These Asian-Americans Have Lower Wages and Higher Unemployment A new Labor Department report aims to debunk the perception that all AsianAmericans are faring well economically Melanie Trotman One of the fastest-growing U.S. racial groups is also faring quite well economically—at least, collectively. But the nearly 18 million Asian-Americans and Pacific Islanders in the country have vastly different experiences with education, wages and the labor market, according to a new U.S. Labor Department report. Their general success “can mask some really important differences in what’s going on within the subgroups,” said Keith Miller, a Labor Department economist and lead researcher on the study. Consider: • Last year, Filipinos working full time in the U.S. earned just 64% of the weekly median for Indians. • Native Hawaiians and other Pacific Islanders were unemployed at more than twice the rate of Japanese. • Just a third of Vietnamese had at least a bachelor’s degree compared with 60% of Koreans.

------------------------------------------------

_What to do_
From the excerpt on Asian-American wages and unemployment, list every subgroup named in the three bulleted comparisons, counting "Native Hawaiians and other Pacific Islanders" as a single group.

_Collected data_

------------------------------------------------

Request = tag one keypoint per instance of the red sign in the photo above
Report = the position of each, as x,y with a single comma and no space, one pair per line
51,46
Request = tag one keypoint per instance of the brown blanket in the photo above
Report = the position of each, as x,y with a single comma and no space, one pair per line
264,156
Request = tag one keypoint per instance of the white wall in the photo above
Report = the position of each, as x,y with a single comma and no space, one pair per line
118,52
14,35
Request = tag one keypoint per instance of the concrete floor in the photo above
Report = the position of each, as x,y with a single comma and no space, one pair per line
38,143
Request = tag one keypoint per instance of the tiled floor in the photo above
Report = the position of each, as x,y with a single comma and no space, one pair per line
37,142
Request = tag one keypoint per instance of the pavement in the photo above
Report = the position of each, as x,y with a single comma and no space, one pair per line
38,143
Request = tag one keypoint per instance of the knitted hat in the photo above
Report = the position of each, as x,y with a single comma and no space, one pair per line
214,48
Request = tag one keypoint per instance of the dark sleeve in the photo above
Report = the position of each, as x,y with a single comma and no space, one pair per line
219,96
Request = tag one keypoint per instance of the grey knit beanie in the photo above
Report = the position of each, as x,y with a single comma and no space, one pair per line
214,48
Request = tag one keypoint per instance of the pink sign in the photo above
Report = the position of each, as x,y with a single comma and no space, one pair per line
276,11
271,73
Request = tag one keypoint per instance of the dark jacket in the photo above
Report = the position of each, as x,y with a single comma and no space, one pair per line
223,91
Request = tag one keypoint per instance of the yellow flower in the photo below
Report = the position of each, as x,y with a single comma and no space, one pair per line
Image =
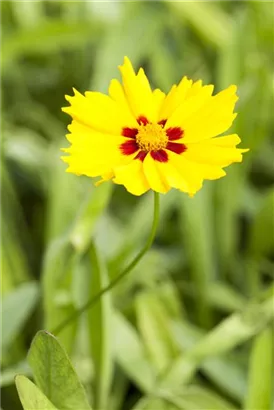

------------------------------------------------

_Full output_
Filipinos, Indians, Native Hawaiians and other Pacific Islanders, Japanese, Vietnamese, Koreans